• _About this exercise_:
In full and without alteration, output each record given here.

───── Input records

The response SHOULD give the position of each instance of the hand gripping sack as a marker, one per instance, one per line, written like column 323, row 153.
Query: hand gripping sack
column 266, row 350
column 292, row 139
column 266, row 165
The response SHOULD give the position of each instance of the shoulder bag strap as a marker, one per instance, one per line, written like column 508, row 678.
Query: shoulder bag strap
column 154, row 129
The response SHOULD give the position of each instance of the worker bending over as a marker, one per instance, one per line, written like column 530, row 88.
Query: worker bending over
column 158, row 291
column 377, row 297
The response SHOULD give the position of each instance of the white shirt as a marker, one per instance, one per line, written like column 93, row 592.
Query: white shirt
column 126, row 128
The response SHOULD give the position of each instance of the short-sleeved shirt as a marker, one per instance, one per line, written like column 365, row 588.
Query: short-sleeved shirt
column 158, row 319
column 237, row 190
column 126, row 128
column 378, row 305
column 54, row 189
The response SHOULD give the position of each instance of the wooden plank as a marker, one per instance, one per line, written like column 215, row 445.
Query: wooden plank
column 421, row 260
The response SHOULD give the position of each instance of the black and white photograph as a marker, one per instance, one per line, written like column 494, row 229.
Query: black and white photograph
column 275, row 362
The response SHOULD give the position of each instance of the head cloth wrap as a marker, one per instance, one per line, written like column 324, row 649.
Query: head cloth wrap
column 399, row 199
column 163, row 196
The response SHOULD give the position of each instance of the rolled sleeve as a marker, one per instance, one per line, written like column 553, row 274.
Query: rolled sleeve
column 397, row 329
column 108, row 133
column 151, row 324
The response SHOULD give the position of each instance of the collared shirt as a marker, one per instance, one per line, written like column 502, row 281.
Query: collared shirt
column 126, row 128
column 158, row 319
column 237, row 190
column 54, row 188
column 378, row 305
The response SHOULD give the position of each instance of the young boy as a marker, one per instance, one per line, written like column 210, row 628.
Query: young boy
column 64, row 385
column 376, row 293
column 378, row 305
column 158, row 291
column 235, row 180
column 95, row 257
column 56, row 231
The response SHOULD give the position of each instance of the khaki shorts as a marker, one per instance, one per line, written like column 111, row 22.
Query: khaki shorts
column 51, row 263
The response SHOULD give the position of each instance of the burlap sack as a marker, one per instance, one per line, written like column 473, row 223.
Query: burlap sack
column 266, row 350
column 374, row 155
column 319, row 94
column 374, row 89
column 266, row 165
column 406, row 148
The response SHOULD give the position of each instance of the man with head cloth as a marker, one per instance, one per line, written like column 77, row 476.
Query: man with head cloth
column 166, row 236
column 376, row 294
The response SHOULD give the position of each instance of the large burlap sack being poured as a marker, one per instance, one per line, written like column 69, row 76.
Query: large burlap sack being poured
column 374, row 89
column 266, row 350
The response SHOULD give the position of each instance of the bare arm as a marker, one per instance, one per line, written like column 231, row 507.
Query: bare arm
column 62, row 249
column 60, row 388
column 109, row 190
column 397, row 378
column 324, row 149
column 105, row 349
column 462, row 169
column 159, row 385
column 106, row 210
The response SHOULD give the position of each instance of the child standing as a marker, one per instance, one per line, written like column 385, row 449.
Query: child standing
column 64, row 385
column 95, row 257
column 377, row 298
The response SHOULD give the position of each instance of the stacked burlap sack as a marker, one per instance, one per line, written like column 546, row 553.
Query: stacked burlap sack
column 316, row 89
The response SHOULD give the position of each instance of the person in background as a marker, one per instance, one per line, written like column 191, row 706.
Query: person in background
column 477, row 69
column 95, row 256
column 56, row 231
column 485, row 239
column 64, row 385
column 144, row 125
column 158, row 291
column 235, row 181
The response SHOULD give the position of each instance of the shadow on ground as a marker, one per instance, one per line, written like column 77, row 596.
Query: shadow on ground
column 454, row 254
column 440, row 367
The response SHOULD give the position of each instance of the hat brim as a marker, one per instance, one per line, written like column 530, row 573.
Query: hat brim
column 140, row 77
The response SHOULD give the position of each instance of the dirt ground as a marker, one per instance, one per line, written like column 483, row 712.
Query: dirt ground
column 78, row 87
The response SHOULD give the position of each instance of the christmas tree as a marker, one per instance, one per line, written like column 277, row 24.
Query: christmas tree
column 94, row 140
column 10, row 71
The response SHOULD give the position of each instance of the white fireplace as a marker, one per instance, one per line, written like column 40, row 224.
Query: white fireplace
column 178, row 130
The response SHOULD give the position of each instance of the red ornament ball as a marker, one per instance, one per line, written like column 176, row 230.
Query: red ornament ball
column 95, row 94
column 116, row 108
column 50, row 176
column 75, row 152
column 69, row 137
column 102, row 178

──────────

• _Task answer_:
The response SHOULD give the position of each instance of the hand gripping sack as a marker, one per instance, one per line, written like column 323, row 153.
Query: hand gripping sack
column 266, row 350
column 292, row 139
column 266, row 165
The response SHOULD give the position of each instance of the shoulder bag strap as a marker, one per instance, one per line, written like column 508, row 678.
Query: shoulder bag strap
column 154, row 129
The response SHOULD give the position of each instance of the worker bending over as a marker, one per instance, one per line, written like column 530, row 88.
Query: worker bending over
column 158, row 291
column 377, row 297
The response SHOULD give the position of each instance of the white shirt as a marker, one per instance, one per line, written like column 93, row 592.
Query: white shirt
column 126, row 128
The response SHOULD give the position of each instance of the short-sleeved shirt as a marker, one per instance, one per line, written like column 365, row 588.
Query: short-sleeved shirt
column 158, row 319
column 237, row 190
column 126, row 128
column 378, row 305
column 54, row 189
The response SHOULD give the position of each instance of the wooden plank as a marker, one per instance, one per line, written like column 215, row 445.
Query: wooden plank
column 421, row 260
The response SHOULD give the position of each instance of the black and white photograph as a marker, one per instance, one per line, written like column 494, row 229.
Query: black and white photograph
column 275, row 362
The response SHOULD give the position of each instance of the head cloth wrap as a marker, one per instance, one per line, written like column 324, row 649.
Query: head cloth wrap
column 399, row 199
column 163, row 196
The response SHOULD give the position of each instance of the rolled sleeve as a marker, one per instance, one per line, written like column 553, row 274.
Query: rolled sleeve
column 397, row 329
column 108, row 133
column 151, row 324
The response SHOULD give the position of each instance of the collared shirt as a marker, one per instance, one per line, written like column 502, row 281.
Query: collared shirt
column 126, row 128
column 158, row 319
column 237, row 190
column 54, row 188
column 378, row 305
The response SHOULD give the position of each instance of the young boy as a marker, one per instance, one per line, written like column 210, row 628.
Query: young boy
column 64, row 385
column 376, row 293
column 378, row 305
column 158, row 291
column 235, row 180
column 95, row 257
column 56, row 231
The response SHOULD give the position of each instance of the khaki shorts as a marker, one per instance, one per line, written like column 111, row 22.
Query: khaki shorts
column 51, row 263
The response SHOULD give the position of each instance of the burlap sack as a marker, one per instance, one per line, written like column 473, row 223.
Query: burlap sack
column 266, row 350
column 374, row 155
column 319, row 94
column 374, row 89
column 266, row 165
column 406, row 148
The response SHOULD give the position of each instance of the man with head cloth as a marker, one per instance, one per line, written like column 77, row 476.
Query: man with head cloth
column 166, row 236
column 376, row 294
The response SHOULD give the position of each instance of the large burlap sack being poured as a marker, one per instance, one per line, written like column 69, row 76.
Query: large burlap sack being poured
column 374, row 89
column 266, row 350
The response SHOULD give the position of each instance of the bare arm as a marker, one per instance, one per line, written like column 231, row 507.
Query: bare arm
column 62, row 249
column 60, row 388
column 109, row 190
column 397, row 378
column 324, row 149
column 105, row 349
column 462, row 169
column 159, row 385
column 106, row 210
The response SHOULD give the position of each instance of the child standing as a marker, one per instance, one per line, written like column 385, row 449.
Query: child standing
column 64, row 385
column 95, row 257
column 377, row 298
The response SHOULD give the position of each instance of the stacked burlap sack as a marker, one per instance, one per line, written like column 546, row 553.
Query: stacked burlap sack
column 316, row 89
The response SHOULD give the position of each instance of the person in background as a marker, one per instance, one per line, written like column 191, row 706.
Query: person in background
column 477, row 69
column 95, row 256
column 56, row 231
column 485, row 239
column 64, row 385
column 144, row 125
column 158, row 291
column 235, row 181
The response SHOULD give the position of each instance of the shadow on ground as a marker, one per instance, one per line, written like column 77, row 596.
Query: shadow on ground
column 454, row 254
column 440, row 367
The response SHOULD give the position of each instance of the hat brim as a marker, one per instance, one per line, written like column 530, row 573.
Query: hat brim
column 140, row 77
The response SHOULD give the position of each instance of the dirt ground as a marker, one per instance, one per line, written like column 483, row 712.
Query: dirt ground
column 78, row 87
The response SHOULD give the position of each instance of the christmas tree as a marker, one per instance, one per line, written like column 277, row 24.
Query: christmas tree
column 94, row 140
column 10, row 71
The response SHOULD give the position of each instance of the white fireplace as a marker, one per instance, one per line, written like column 40, row 224.
Query: white fireplace
column 178, row 130
The response SHOULD give the position of each instance of the red ornament ball as a marker, one per instance, one per line, written like column 176, row 230.
Query: red ornament ball
column 95, row 94
column 116, row 108
column 50, row 176
column 75, row 152
column 69, row 137
column 102, row 178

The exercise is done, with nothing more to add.